**GIVEN TEXT:**
>>>

Swallowing Diamonds
March 06, 25It's hard to swallow. In fact most of us would probably choke trying to down over 13 carats of Tiffany's finest diamonds.
But that, allegedly, is how Jaythan Lawrence Gilder, aged 32, responded when cops in the US finally caught up with him last week.
He swallowed two pairs of earrings that had been stolen a couple of days earlier from the Tiffany & Co store at the Mall of Millenia, in Orlando, Florida, according to an arrest affidavit.
The Orlando Police Department say X-rays taken in custody appear to confirm their suspicions, though at the time of writing they were waiting for nature to take its course.
Gilder allegedly posed as the representative of an Orlando Magic basketball player so that he'd be taken to a private room to view high-value items.
Police said he grabbed a pair of 8.19-carat diamond earrings (valued at $609,500), and a 4.86-carat diamond pair (valued at $160,000) together with a ring valued at $587,000 (no description given).
He then pushed past an employee, according to the arrest affidavit, and escaped in a blue 2024 Mitsubishi Outlander.
Two days later he was apprehended by Florida Highway Patrol troopers who spotted his vehicle. He was arrested on 48 outstanding warrants for other offences, but the officers couldn't immediately locate the stolen Tiffany jewelry.
While in custody, however, Gilder reportedly asked jail staff whether he was going to be charged with "what's in my stomach". A scan revealed "foreign objects" that appeared to be the stolen earrings.
Pic courtesy Orlando Police Department
"These foreign objects are suspected to be the Tiffany & Co earrings taken in the robbery but will need to be collected by WCSO (Washington County Sheriff's Office, Florida) after they are passed through Gilder's system prior to confirming," the arrest report states.
It is indeed a bizarre crime, but it is not unique. In fact Joan Hannington, aka The Godmother, perfected the technique of diamond swallowing over a long and notorious criminal career.
It started when she was working in a high-end jewelry store in London in the 1970s. Realizing that the surveillance cameras weren't working, she took a handful of loose diamonds from the safe on impulse and swallowed them. It later turned out they were worth £800,000.

<<<

**DATA SECTION:**
>>>

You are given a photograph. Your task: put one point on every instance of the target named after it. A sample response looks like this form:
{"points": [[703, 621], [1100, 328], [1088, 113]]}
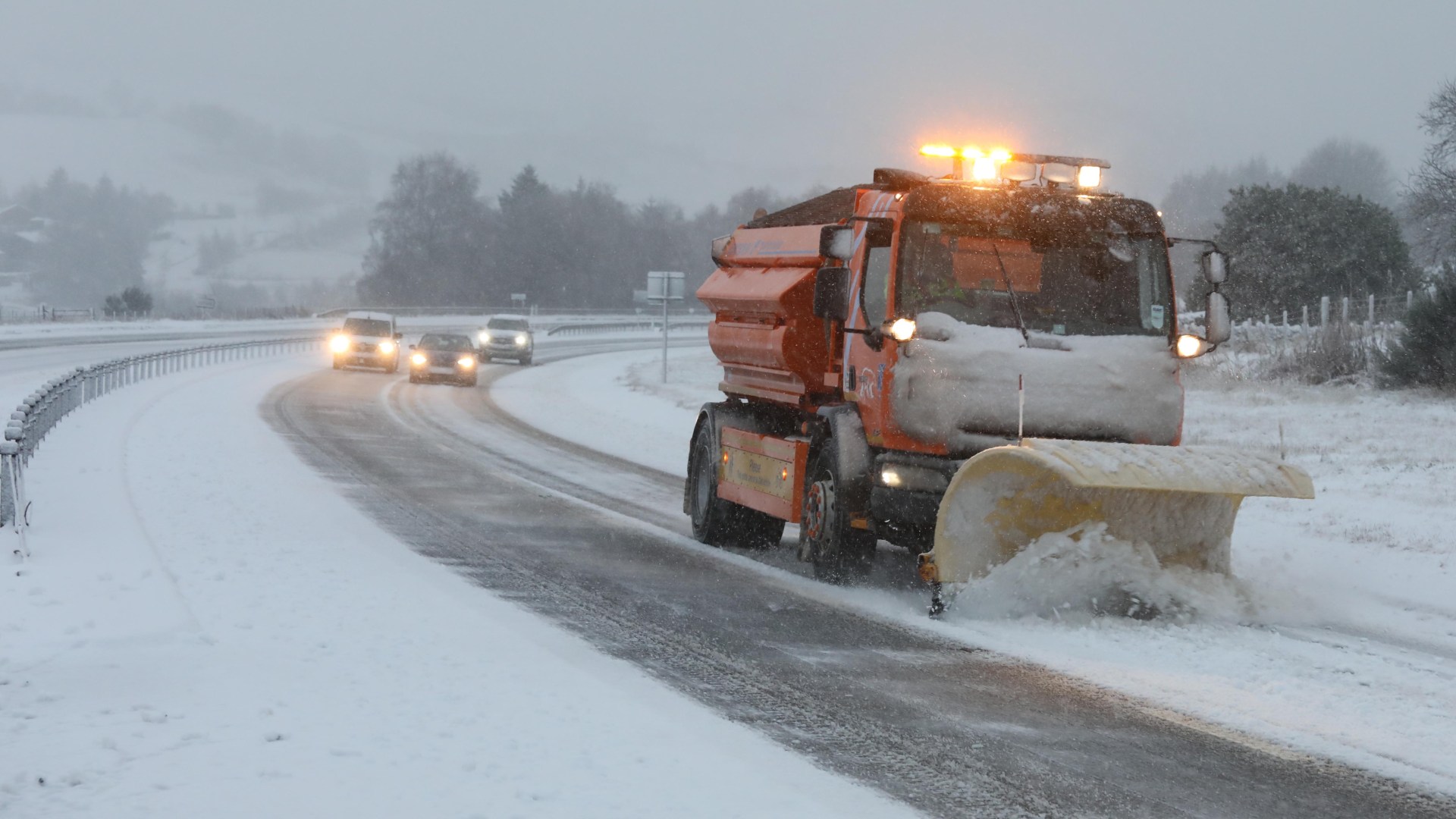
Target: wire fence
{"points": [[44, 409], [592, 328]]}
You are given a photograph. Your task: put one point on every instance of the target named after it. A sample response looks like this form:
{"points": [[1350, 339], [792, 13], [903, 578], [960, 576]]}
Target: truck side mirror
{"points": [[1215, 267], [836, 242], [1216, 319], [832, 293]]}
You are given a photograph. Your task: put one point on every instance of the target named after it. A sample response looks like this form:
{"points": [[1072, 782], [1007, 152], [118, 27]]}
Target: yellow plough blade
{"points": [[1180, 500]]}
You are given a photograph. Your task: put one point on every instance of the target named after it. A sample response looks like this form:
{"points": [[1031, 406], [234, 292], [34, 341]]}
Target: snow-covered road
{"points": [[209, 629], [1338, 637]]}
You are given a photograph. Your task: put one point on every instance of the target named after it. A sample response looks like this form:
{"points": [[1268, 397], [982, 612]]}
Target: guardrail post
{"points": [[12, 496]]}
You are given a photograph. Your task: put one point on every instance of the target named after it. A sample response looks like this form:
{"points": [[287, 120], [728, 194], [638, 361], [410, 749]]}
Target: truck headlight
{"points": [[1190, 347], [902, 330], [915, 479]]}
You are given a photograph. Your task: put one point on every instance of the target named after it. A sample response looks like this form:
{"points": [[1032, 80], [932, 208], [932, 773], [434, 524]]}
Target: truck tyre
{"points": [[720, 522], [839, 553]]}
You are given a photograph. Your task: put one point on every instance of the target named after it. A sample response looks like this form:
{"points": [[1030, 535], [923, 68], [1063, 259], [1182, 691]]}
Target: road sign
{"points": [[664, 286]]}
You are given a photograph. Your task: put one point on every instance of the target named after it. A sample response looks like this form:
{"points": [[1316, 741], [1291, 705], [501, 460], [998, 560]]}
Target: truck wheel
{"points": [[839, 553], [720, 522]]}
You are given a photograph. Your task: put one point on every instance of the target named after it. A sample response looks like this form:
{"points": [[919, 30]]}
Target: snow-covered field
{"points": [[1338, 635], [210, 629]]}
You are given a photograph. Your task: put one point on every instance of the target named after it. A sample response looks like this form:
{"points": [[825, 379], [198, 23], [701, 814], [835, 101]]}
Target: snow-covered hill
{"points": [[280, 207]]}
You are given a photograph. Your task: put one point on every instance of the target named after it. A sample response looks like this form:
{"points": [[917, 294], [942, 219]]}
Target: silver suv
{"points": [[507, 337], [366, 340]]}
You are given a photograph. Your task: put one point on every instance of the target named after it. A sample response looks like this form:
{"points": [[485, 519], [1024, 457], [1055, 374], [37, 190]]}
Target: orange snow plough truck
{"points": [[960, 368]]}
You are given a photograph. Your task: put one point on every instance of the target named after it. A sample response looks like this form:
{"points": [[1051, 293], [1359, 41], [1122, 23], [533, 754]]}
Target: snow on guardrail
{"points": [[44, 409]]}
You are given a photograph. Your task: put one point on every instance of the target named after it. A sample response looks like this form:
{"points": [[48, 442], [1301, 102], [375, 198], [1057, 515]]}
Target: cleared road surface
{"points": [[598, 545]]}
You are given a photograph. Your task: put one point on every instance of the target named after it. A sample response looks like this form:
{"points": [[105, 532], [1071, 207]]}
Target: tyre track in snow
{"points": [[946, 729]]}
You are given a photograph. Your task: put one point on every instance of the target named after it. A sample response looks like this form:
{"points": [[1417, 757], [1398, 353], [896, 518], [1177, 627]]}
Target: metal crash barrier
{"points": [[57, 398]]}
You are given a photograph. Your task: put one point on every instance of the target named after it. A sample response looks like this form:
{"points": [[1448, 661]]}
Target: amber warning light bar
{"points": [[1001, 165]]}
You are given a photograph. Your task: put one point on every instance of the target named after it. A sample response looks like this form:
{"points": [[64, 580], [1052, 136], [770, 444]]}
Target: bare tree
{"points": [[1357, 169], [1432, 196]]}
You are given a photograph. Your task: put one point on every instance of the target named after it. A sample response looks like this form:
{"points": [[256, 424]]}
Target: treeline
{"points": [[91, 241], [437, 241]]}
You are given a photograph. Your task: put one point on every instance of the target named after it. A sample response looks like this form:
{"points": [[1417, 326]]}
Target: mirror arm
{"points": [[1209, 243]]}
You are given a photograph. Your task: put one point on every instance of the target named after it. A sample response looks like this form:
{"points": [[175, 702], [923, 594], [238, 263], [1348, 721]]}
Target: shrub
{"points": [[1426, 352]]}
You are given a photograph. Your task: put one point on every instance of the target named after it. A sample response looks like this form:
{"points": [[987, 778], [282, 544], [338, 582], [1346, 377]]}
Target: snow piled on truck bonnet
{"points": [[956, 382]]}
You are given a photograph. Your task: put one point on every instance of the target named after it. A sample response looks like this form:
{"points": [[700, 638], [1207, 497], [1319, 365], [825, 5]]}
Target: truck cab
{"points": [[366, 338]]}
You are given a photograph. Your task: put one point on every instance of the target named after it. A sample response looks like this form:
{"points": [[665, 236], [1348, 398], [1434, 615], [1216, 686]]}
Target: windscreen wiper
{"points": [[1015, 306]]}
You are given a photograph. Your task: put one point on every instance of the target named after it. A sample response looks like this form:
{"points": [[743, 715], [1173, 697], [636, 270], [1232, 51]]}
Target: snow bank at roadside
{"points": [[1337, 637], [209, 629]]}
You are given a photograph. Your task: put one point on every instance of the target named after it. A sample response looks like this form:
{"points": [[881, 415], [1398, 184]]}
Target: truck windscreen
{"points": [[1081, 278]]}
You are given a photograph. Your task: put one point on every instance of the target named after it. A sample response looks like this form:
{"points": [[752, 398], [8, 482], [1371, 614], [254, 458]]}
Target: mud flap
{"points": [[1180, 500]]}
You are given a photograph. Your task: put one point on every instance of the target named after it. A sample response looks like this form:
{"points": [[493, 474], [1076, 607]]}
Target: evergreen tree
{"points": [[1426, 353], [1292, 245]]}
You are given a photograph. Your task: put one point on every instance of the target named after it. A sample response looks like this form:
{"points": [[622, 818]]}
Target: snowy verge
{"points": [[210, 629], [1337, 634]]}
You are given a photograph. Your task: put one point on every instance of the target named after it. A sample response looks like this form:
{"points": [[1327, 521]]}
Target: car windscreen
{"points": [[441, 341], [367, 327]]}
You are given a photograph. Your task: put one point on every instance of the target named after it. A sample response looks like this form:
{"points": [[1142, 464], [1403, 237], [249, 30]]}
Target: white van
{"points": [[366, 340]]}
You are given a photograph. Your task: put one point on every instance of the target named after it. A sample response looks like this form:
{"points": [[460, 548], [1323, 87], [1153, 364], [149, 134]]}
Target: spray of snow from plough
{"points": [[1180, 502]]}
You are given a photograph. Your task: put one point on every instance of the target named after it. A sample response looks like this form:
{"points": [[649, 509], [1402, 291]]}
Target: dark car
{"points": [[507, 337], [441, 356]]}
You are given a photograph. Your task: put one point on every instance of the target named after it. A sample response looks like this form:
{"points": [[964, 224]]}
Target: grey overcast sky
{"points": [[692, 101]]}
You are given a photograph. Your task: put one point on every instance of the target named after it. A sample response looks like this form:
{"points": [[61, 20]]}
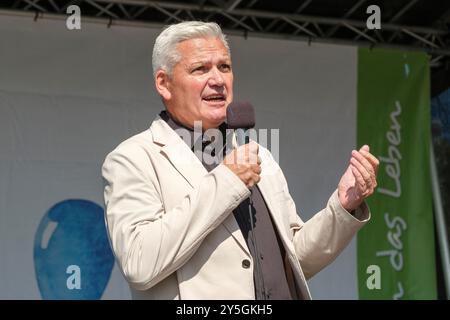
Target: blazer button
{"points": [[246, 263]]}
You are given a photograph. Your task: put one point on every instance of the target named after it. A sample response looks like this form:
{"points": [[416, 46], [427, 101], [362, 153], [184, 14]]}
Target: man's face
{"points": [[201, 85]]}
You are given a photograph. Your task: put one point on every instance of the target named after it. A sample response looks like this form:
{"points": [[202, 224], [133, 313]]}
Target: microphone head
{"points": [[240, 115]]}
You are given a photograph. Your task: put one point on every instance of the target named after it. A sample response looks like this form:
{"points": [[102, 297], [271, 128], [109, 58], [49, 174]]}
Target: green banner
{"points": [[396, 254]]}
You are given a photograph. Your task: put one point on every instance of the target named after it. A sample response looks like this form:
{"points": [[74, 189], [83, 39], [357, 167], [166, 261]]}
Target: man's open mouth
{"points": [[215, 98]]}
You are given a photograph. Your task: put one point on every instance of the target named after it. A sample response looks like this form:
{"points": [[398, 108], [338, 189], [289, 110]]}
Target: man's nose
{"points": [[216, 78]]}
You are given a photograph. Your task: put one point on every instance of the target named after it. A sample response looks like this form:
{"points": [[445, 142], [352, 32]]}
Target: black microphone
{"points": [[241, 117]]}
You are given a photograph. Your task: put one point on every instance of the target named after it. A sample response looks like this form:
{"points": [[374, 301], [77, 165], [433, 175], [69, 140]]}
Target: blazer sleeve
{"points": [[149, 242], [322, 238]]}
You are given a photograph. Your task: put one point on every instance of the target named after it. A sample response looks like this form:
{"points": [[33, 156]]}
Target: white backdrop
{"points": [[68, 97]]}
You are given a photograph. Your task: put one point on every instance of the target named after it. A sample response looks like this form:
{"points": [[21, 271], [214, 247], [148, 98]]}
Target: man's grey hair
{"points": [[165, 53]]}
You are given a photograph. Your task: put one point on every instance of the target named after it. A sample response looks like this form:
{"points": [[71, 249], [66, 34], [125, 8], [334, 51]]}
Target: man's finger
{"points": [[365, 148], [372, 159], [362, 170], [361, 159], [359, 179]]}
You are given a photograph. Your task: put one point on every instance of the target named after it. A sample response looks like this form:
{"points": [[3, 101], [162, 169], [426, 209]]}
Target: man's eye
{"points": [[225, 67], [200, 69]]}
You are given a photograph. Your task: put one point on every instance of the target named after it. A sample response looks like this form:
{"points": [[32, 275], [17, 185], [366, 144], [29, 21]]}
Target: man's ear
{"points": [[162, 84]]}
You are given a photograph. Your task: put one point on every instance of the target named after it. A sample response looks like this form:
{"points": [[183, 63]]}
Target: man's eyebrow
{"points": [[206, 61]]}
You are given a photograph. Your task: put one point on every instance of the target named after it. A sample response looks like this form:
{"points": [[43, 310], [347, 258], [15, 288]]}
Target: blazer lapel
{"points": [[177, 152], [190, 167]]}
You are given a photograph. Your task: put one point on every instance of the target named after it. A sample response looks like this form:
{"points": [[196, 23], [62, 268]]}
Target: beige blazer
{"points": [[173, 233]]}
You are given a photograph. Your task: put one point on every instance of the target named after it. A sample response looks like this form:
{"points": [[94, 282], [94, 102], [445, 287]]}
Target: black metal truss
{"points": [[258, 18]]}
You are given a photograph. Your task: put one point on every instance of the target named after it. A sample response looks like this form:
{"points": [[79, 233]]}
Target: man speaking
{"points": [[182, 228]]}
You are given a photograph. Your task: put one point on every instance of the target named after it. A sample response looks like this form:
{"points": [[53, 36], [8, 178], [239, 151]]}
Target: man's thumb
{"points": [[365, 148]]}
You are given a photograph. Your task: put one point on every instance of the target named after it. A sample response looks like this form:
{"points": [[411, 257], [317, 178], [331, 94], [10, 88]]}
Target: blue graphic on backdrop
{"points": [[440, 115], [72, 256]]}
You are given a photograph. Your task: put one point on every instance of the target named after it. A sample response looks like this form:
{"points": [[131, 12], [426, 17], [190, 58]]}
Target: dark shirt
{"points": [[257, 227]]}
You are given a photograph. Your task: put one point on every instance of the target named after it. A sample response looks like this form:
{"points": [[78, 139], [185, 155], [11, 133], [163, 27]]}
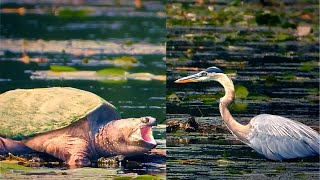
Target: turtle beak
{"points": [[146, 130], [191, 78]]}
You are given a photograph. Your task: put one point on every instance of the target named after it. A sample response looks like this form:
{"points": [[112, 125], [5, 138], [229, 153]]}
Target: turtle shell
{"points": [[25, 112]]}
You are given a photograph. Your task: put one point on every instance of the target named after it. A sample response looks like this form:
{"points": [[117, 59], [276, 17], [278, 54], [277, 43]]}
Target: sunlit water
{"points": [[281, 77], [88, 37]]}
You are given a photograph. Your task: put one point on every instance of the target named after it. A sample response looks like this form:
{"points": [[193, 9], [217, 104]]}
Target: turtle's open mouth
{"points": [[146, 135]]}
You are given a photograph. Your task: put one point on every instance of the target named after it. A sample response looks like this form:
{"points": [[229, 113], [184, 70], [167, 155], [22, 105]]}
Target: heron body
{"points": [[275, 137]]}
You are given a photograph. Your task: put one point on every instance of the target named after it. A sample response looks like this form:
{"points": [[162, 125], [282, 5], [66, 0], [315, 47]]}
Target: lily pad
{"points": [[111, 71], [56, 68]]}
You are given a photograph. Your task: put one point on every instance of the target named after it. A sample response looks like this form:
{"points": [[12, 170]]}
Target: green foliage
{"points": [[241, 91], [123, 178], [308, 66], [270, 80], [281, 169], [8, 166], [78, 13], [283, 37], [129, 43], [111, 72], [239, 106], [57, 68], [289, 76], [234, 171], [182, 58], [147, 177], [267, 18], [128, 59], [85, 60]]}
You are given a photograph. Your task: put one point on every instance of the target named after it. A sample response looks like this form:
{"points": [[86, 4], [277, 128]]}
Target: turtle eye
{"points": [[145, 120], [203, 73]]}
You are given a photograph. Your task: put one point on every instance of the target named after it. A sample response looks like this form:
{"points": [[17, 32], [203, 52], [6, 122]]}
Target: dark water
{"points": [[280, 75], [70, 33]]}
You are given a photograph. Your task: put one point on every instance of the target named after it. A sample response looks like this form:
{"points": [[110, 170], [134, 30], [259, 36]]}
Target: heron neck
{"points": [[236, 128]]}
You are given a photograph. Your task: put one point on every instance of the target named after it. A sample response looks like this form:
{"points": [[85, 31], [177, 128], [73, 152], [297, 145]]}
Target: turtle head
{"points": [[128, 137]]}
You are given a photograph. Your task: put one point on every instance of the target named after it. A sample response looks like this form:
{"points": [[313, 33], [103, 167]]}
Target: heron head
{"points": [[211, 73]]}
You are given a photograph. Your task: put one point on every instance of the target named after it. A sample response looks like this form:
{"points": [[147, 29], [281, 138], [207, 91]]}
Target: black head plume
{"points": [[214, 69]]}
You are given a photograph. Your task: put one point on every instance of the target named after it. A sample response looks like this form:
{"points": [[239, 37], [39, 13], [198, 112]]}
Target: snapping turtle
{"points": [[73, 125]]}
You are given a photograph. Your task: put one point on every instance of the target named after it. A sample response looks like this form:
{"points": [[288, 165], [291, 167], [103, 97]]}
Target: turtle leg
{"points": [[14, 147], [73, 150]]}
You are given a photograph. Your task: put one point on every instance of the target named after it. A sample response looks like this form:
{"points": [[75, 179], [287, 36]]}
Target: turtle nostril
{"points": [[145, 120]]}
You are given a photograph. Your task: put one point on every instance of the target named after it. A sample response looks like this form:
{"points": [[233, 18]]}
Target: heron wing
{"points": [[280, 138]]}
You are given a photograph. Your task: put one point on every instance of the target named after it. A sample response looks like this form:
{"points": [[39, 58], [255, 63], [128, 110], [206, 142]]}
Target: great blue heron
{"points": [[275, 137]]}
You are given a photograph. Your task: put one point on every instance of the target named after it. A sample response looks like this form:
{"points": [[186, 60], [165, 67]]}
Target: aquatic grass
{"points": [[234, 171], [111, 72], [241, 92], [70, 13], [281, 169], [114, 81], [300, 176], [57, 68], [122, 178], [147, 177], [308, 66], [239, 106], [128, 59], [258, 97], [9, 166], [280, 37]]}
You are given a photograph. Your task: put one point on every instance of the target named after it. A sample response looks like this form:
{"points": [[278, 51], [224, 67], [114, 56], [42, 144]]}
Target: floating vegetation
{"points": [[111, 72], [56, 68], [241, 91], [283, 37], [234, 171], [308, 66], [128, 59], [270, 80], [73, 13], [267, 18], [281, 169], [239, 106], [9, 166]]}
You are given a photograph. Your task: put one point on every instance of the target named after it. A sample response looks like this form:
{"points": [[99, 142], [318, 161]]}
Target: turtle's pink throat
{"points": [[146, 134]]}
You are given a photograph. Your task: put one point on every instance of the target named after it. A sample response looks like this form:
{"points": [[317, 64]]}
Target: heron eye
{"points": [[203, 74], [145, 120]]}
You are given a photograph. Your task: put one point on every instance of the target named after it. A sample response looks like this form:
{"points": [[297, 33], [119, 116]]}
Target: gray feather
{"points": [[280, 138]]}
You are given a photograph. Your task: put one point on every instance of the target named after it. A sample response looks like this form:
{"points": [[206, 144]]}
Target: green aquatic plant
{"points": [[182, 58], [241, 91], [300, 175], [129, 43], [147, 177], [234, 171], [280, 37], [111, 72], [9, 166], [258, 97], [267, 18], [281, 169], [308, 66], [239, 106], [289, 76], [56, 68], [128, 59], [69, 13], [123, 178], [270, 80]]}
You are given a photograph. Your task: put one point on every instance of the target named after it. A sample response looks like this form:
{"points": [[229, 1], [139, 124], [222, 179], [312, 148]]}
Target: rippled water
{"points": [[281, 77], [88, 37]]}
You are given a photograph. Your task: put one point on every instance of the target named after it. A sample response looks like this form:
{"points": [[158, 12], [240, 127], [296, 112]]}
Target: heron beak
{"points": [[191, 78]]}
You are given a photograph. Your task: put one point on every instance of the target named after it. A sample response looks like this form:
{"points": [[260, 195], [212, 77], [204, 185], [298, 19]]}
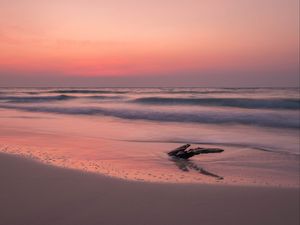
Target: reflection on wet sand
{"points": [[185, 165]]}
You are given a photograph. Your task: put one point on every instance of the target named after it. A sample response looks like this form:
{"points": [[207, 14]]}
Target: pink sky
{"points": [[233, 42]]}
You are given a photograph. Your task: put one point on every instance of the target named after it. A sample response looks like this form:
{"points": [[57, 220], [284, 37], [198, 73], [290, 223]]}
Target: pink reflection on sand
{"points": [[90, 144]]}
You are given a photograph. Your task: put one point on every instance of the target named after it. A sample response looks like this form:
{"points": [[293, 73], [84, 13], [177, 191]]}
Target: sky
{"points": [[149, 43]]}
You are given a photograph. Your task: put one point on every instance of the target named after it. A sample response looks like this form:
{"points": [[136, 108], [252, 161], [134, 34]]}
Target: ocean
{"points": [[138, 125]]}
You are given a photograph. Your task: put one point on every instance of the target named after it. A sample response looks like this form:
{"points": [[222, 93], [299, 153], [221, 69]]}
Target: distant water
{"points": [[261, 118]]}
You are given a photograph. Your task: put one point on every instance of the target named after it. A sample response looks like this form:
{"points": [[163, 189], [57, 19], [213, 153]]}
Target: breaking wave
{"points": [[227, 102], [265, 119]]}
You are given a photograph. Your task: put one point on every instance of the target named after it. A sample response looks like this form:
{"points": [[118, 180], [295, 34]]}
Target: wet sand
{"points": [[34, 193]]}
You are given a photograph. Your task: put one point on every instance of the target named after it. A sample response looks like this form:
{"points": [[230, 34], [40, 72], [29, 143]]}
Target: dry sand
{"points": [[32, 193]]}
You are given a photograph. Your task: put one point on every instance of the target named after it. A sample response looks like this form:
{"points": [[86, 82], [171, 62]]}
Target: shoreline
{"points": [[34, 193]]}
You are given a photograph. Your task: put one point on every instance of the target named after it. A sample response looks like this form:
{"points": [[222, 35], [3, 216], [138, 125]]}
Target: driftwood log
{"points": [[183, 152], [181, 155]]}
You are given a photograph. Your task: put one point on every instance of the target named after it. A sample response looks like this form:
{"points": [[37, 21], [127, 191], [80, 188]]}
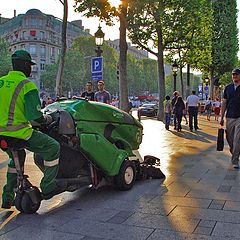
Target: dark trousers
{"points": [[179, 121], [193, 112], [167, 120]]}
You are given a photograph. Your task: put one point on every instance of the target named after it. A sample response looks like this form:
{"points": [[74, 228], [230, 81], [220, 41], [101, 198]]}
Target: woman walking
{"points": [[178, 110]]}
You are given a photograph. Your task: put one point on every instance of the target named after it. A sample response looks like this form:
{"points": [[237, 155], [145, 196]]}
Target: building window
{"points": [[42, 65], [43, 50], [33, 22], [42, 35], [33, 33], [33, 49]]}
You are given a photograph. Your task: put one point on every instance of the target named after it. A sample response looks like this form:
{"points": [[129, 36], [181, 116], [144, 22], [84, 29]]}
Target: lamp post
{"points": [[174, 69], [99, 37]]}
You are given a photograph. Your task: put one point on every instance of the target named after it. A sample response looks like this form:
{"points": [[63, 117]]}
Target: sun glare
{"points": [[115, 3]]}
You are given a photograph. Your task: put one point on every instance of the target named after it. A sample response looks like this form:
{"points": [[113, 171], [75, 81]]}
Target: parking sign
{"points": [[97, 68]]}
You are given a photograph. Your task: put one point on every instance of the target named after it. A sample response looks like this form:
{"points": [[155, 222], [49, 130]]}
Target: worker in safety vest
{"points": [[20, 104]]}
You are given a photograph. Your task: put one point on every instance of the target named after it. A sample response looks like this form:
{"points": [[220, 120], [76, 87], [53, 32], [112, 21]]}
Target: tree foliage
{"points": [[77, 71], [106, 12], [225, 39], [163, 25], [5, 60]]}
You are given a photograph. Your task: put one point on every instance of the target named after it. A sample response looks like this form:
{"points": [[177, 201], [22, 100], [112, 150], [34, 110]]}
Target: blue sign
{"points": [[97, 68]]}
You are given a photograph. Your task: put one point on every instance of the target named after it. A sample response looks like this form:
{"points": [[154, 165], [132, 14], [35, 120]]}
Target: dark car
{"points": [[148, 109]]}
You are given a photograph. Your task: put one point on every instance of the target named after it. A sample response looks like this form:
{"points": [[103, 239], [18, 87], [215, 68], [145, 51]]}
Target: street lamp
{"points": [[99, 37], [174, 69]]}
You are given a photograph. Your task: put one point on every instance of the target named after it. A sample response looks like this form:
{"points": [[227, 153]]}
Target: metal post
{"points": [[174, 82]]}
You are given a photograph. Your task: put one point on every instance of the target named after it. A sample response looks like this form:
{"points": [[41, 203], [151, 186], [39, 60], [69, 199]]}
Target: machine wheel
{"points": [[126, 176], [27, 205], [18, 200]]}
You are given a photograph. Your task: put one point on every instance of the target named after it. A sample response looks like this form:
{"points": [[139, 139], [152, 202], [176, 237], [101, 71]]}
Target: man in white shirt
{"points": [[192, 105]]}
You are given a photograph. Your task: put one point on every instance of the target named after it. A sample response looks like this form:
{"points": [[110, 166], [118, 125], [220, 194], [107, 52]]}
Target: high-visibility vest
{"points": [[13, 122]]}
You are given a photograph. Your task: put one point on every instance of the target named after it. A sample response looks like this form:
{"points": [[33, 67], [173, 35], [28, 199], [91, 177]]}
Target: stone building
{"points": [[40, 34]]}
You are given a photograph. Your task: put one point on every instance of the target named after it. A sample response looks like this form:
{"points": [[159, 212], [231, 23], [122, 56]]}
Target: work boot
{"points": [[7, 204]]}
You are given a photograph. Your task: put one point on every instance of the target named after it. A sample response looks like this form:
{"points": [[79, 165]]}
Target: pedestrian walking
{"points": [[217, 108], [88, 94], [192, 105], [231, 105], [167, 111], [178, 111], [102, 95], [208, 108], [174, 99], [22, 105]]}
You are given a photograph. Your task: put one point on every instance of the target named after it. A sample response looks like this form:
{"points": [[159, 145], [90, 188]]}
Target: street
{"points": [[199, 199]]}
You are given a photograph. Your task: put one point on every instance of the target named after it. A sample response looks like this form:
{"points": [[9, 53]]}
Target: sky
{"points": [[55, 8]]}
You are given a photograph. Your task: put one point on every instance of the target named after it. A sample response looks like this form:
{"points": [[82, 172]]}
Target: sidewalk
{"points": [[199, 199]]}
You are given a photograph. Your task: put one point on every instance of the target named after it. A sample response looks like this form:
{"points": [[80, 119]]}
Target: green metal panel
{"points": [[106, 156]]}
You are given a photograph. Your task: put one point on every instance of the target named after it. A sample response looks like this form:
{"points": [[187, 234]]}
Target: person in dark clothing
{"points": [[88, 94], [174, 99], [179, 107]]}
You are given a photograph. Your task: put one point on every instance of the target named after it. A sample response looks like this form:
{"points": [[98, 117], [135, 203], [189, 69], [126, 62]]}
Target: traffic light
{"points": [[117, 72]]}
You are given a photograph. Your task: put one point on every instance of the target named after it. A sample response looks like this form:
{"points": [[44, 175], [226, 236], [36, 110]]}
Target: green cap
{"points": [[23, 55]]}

<<<

**WHAT TO WORK ON:**
1) In the article about swallowing diamonds, how did Gilder allegedly get taken to a private room to view high-value items?
2) Turn the paragraph of the diamond-swallowing article that begins "Police said he grabbed" into a short list.

**FINAL ANSWERS:**
1) He posed as the representative of an Orlando Magic basketball player.

2)
Items police said he grabbed:
- a pair of 8.19-carat diamond earrings, valued at $609,500
- a pair of 4.86-carat diamond earrings, valued at $160,000
- a ring valued at $587,000 (no description given)